(Labeled-object pointing entries)
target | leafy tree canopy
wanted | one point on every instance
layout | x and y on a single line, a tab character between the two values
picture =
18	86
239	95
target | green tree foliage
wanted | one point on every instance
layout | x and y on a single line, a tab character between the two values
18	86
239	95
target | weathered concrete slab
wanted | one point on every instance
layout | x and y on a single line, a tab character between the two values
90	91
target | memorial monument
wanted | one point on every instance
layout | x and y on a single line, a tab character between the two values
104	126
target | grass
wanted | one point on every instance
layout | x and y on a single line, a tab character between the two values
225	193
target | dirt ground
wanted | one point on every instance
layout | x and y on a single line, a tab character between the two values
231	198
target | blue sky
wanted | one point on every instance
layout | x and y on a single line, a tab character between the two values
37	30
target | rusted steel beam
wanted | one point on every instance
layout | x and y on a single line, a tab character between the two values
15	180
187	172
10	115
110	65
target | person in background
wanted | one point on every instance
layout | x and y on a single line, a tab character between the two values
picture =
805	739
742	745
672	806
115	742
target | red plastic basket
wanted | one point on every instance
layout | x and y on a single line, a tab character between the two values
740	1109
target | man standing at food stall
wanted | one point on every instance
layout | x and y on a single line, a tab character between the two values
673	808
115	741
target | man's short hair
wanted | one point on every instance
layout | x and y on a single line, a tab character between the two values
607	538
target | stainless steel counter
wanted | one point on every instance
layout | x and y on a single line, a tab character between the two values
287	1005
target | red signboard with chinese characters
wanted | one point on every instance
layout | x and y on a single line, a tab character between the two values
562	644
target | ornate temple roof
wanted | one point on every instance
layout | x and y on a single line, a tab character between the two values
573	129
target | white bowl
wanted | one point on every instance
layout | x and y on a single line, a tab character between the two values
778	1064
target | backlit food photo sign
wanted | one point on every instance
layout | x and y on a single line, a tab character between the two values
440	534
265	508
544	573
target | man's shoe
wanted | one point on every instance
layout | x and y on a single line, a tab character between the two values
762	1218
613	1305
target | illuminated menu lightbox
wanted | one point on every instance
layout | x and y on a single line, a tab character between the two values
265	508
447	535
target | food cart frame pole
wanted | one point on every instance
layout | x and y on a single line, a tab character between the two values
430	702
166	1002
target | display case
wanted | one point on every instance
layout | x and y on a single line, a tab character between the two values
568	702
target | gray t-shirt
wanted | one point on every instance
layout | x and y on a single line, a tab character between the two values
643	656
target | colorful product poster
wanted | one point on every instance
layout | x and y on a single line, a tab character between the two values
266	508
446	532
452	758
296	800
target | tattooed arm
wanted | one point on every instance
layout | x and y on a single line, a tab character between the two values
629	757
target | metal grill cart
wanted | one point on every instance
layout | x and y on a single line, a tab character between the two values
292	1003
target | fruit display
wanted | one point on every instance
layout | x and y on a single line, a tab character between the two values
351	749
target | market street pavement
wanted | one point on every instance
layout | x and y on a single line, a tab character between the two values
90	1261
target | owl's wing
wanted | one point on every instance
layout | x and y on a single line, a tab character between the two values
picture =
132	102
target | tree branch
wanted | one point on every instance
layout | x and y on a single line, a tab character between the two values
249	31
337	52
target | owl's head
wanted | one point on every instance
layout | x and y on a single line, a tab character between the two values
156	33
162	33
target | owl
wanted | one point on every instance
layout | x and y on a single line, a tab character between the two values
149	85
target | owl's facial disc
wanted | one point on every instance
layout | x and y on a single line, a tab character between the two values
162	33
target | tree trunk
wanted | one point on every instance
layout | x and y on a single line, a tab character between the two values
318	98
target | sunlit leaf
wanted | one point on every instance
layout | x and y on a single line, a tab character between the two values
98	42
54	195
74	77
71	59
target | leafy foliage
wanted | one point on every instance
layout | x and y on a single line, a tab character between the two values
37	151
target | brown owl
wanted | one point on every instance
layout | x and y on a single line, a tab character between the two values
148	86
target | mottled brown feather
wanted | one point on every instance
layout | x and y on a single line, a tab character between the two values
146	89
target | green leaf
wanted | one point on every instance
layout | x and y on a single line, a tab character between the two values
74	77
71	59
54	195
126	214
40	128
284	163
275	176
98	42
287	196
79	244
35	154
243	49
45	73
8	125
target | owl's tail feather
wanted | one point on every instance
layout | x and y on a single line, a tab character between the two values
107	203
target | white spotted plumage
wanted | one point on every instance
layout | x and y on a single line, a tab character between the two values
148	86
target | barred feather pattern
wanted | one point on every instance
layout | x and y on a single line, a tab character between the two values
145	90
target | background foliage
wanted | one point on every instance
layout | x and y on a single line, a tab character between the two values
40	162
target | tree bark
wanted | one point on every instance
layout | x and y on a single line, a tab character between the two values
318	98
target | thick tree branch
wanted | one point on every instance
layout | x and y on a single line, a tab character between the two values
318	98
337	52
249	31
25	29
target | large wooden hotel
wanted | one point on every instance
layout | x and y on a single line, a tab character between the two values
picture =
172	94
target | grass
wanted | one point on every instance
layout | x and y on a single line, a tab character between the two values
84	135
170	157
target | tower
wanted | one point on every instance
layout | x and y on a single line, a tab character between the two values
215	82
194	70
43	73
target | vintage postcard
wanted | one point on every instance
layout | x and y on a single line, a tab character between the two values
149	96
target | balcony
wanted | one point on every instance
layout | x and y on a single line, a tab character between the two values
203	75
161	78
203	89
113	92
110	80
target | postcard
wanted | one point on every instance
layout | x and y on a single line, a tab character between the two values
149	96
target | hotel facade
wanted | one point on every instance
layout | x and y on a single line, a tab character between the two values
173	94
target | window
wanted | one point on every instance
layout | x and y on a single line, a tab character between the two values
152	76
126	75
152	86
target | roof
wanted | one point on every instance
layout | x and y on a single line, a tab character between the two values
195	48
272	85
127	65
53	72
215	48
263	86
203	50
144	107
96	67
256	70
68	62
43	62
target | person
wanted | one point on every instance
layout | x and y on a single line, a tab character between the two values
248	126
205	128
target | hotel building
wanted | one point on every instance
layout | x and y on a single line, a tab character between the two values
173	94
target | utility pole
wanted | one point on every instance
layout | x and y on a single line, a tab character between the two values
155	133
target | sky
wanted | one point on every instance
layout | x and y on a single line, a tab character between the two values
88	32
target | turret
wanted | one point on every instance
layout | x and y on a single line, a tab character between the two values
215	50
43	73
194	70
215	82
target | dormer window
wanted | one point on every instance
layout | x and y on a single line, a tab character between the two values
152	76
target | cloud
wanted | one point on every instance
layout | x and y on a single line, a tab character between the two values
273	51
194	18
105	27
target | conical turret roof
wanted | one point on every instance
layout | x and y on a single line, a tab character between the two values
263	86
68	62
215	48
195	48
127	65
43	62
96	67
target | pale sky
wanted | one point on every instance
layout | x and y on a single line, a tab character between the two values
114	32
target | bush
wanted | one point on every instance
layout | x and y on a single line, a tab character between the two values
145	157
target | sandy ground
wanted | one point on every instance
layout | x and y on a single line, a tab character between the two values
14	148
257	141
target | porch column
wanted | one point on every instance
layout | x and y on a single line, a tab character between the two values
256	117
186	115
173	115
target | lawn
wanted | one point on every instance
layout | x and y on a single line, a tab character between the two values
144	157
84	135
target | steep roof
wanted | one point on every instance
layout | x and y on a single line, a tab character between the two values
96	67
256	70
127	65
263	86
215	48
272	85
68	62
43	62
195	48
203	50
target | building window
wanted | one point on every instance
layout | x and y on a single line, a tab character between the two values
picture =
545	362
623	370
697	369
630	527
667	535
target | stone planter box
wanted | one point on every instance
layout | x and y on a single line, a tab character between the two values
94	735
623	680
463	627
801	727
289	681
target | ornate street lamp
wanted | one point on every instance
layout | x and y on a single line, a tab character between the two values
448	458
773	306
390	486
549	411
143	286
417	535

Short problem >>
Quote the entire listing above exactly.

Answer to this exercise >>
target | leafy tree canopy
wanted | one point on every instance
layout | x and y on a single line, a tab character between the two values
picture =
18	86
239	95
target | green tree foliage
wanted | one point on every instance
layout | x and y on a single line, a tab character between the two values
18	86
239	95
target | weathered concrete slab
wanted | one point on every instance
layout | x and y on a single line, a tab character between the two values
90	91
target | memorial monument
wanted | one point on every instance
layout | x and y on a single line, a tab character between the two values
104	126
target | grass
wanted | one point on every instance
layout | x and y on a single line, a tab character between the two values
225	193
target | dirt ground
wanted | one point on every instance
layout | x and y on a single line, a tab character between the two values
231	198
target | blue sky
wanted | one point on every instance
layout | x and y on a single line, a tab character between the two values
37	30
target | rusted steel beam
wanted | one point on every instance
layout | x and y on a single line, a tab character between the two values
15	180
187	172
10	115
110	65
target | person in background
wanted | one point on every instance
layout | x and y on a single line, a tab character between the two values
picture =
805	739
742	745
672	806
115	742
target | red plastic basket
wanted | one point on every instance
layout | x and y on a single line, a tab character between the two values
740	1109
target | man standing at food stall
wanted | one point on every instance
layout | x and y on a single line, a tab character between the two values
673	808
115	741
target | man's short hair
wanted | one point on every instance
layout | x and y on a single line, a tab character between the two values
607	538
target | stainless steel counter
wanted | one point on every instance
layout | x and y on a single line, a tab character between the two values
287	1005
target | red signboard with chinese characters
wanted | one point on every instance
layout | x and y on a single line, a tab character between the two values
562	644
target | ornate temple roof
wanted | one point on every instance
layout | x and y on a single line, a tab character between the two values
573	129
target | white bowl
wanted | one point on every instance
layout | x and y on a single line, a tab character between the two values
778	1064
target | backlit food photo sign
wanted | one point on every instance
layout | x and y on a single line, a tab character between the two values
440	534
265	508
544	573
target | man's shoe
wanted | one point on every instance
layout | x and y on a single line, a tab character between the two values
762	1218
613	1305
target | illuminated menu lightbox
wanted | one point on every instance
layout | x and y on a single line, a tab character between the two values
265	508
447	535
target | food cart frame pole
wanted | one point on every instance
layout | x and y on a single line, a tab character between the two values
430	702
166	1002
target | display case
wanted | one point on every instance
layout | x and y on a single line, a tab character between the two values
568	702
target | gray t-shirt
wanted | one point on every instance
layout | x and y on a single line, a tab character between the two values
643	656
target | colorful product poster
wanted | one point on every instance
layout | x and y on a single line, a tab character between the two values
266	508
446	532
452	758
296	800
target | tattooed arm
wanted | one point on every instance
layout | x and y on a single line, a tab character between the two values
629	757
target | metal grill cart
wanted | one point on every instance
layout | x and y on a single line, a tab character between the two values
292	1003
target | fruit display
wanted | one point on every instance
layout | x and y on a single line, a tab character between the two values
351	749
target | market street pavement
wanted | one point on every instance
layout | x and y on a single line, a tab character between the two values
90	1261
target | owl's wing
wanted | one point on every instance
layout | x and y on a single line, a tab character between the two values
picture =
132	102
target | tree branch
wanted | one point on every instance
layout | x and y on a single line, a tab character between the two values
249	31
337	52
target | owl's head
wanted | one point on every instance
layout | x and y on a single line, a tab character between the two values
156	33
162	33
target | owl
wanted | one point on every instance
layout | x and y on a single line, a tab character between the two values
149	85
target | owl's facial disc
wanted | one point on every instance
layout | x and y on a single line, a tab character between the two values
162	33
target | tree trunk
wanted | one point on every instance
layout | x and y on a single line, a tab character between the two values
318	98
target | sunlit leaf
wanted | one point on every instance
layout | x and y on a single line, a tab character between the two values
98	42
54	195
74	77
71	59
target | leafy foliage
wanted | one point on every instance
layout | x and y on a single line, a tab character between the two values
37	151
target | brown owl
wanted | one point on every instance
layout | x and y on a single line, a tab character between the two values
148	86
target | mottled brown feather
wanted | one point on every instance
layout | x and y on a single line, a tab character between the two values
146	89
target | green leaf
wanted | one point on every instance
layout | x and y on a single line, a tab character between the two values
74	77
71	59
54	195
126	214
40	128
284	163
275	176
98	42
287	196
79	244
35	154
243	49
45	73
8	125
target | owl's tail feather
wanted | one point on every instance
layout | x and y on a single line, a tab character between the two values
107	203
target | white spotted plumage
wanted | one point on every instance
layout | x and y on a single line, a tab character between the two values
148	86
target | barred feather pattern
wanted | one point on every instance
layout | x and y on a single line, a tab character between the two values
145	90
target | background foliage
wanted | one point on every instance
layout | x and y on a single line, a tab character between the two values
40	162
target | tree bark
wanted | one point on every instance
layout | x and y on a single line, a tab character between the two values
318	98
target | thick tree branch
wanted | one point on every instance
layout | x and y on a single line, a tab character between the two values
318	98
337	52
249	31
25	29
target | large wooden hotel
wanted | one point on every instance
layout | x and y on a single line, a tab character between the two values
picture =
172	94
target | grass
wanted | one point on every instance
layout | x and y on a single line, a tab character between the two values
84	135
170	157
target | tower
wanted | one point on every instance
layout | x and y on a single line, a tab character between the two values
215	82
194	70
43	73
target | vintage postcard
wanted | one point on every instance
layout | x and y on a single line, a tab character between the two values
149	96
target | balcony
wanted | one point on every instance
layout | x and y on a single line, a tab character between the two values
203	75
161	78
203	89
113	92
110	80
target | postcard
wanted | one point on every instance
layout | x and y on a single line, a tab character between the two values
149	96
target | hotel facade
wanted | one point on every instance
layout | x and y on a single line, a tab character between the two values
173	94
target | window
wanted | one point on every instance
layout | x and y on a single line, a tab character between the two values
152	76
126	75
152	86
target | roof
wanted | one point on every instance
layout | x and y on a single line, a tab character between the two values
195	48
272	85
127	65
53	72
215	48
263	86
203	50
144	107
96	67
256	70
68	62
43	62
target | person
wanted | one point on every instance
layout | x and y on a single line, a tab character between the two values
248	126
205	128
target | hotel building
wanted | one point on every instance
layout | x and y on a single line, a tab character between the two values
173	94
target | utility pole
wanted | one point on every instance
layout | x and y on a single line, a tab character between the two values
155	133
target | sky
wanted | one point on every instance
layout | x and y on a single line, a tab character between the two values
88	32
target | turret
wanted | one point on every instance
layout | x and y on a single line, a tab character between the two values
215	50
43	73
194	70
215	82
target | dormer window
wanted | one point on every instance
layout | x and y on a single line, a tab character between the two values
152	76
target | cloud
wanted | one point on every instance
layout | x and y on a single line, a tab character between the two values
273	51
194	18
105	27
target | conical turret roof
wanted | one point on every instance
layout | x and y on a single line, a tab character between the two values
263	86
68	62
215	48
195	48
127	65
43	62
96	67
target | pale sky
wanted | one point on every instance
layout | x and y on a single line, a tab character between the two values
114	32
target | bush
wanted | one point on every instance
layout | x and y on a single line, a tab character between the two values
145	157
target | sandy ground
wanted | one point on every instance
layout | x and y on a single line, a tab character between the two values
14	148
257	141
target | porch column
wanted | one point on every instance
layout | x and y on a single line, a tab character between the two values
256	117
186	115
173	115
target | lawn
wanted | one point on every instance
layout | x and y on a single line, a tab character between the two values
144	157
84	135
target | steep roof
wanted | one point on every instance
layout | x and y on a single line, a tab character between the two values
96	67
256	70
127	65
263	86
215	48
272	85
68	62
43	62
195	48
203	50
target | building window
wanted | one point on every instance
layout | x and y on a single line, a tab character between the two values
picture =
545	362
623	370
697	369
630	527
667	535
target | stone planter box
wanted | one point on every instance
layout | x and y on a single line, a tab character between the two values
94	735
623	680
463	627
801	727
289	681
target | ornate street lamp
wanted | one point on every instance
layout | x and y on a single line, a tab character between the two values
448	458
773	306
390	486
549	411
143	286
417	535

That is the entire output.